Find "pin: rusty metal" in the material below, then copy that line and every subsequent line to the end, exactly.

### SUPPLIED DATA
■ ■ ■

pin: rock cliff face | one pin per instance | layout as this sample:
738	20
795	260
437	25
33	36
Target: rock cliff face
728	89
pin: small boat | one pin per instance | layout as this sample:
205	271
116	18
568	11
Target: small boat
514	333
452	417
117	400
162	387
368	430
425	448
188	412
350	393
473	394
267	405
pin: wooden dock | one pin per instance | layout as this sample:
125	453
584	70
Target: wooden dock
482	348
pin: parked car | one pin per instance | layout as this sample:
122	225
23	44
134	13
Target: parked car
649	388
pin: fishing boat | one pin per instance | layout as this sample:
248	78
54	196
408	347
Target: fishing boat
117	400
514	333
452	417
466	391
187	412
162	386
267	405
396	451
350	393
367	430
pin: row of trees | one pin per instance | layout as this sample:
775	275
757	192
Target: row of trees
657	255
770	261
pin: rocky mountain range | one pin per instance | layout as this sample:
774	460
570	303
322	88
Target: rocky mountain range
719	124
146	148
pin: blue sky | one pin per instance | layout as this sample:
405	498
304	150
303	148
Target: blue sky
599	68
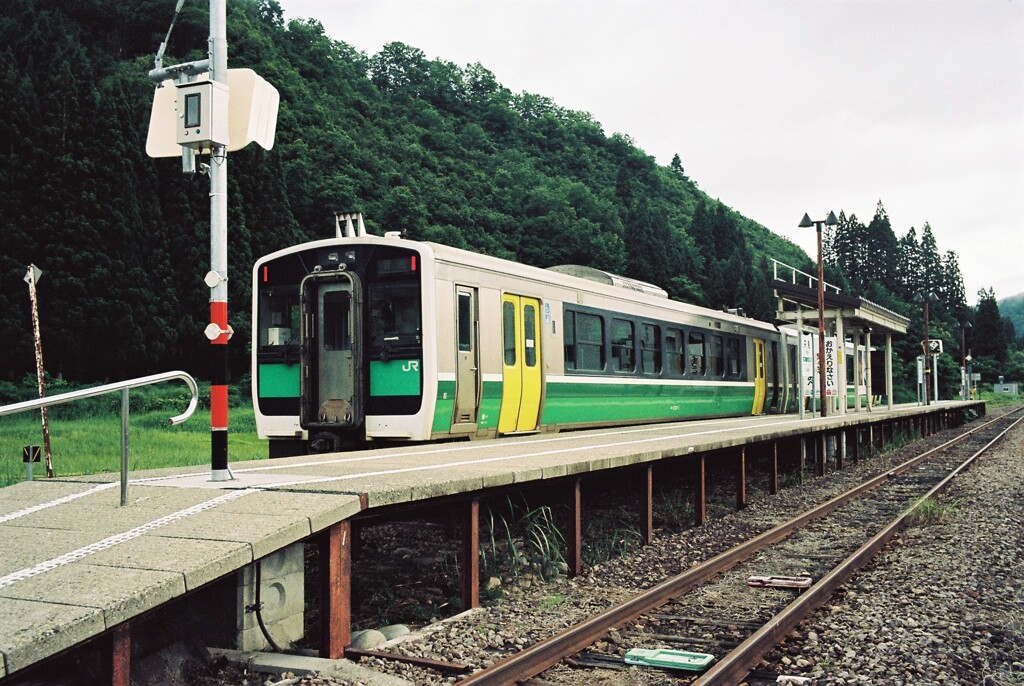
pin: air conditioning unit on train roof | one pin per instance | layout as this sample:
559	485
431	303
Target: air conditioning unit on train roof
609	279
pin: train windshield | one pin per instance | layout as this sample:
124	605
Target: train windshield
390	332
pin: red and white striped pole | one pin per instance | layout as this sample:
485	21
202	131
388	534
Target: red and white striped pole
218	332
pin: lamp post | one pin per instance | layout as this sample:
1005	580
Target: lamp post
926	298
807	222
967	382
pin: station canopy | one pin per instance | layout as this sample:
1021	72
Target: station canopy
856	312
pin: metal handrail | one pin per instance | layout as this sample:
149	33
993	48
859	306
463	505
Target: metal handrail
811	279
122	386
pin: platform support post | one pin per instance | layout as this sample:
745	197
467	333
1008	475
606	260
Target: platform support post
699	494
336	589
823	458
741	479
121	655
647	507
471	555
573	541
803	457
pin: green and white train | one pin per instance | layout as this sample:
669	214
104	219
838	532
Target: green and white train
364	339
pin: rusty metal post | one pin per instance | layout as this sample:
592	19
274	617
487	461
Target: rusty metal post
336	590
773	469
573	541
699	495
822	447
32	277
121	655
471	556
741	479
647	506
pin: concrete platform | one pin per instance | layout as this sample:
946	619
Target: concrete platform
75	564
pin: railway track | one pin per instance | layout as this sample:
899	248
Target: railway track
711	608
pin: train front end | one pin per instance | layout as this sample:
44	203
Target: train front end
338	344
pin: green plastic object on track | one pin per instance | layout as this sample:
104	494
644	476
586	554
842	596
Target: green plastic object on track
670	659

■ ■ ■

### RESPONSE
pin: rusty metal post | one pin per instance | layout as this sample:
592	19
274	617
487	461
Target: rusty metal post
336	590
773	469
573	541
699	495
822	447
32	277
121	655
471	556
741	479
647	506
pin: concrete platform | one pin per instance | layout as this sample:
946	619
Target: concrete platform
75	564
pin: railway track | one pin per instance | layout as this sample:
899	248
Target: railway track
711	608
pin: train front end | one pin per instance | layout as this sample:
44	203
Target: train front end
338	344
pin: green plastic object on track | one pin per instance | layout as this sample:
104	494
644	476
586	554
842	596
Target: green plastic object on track
670	659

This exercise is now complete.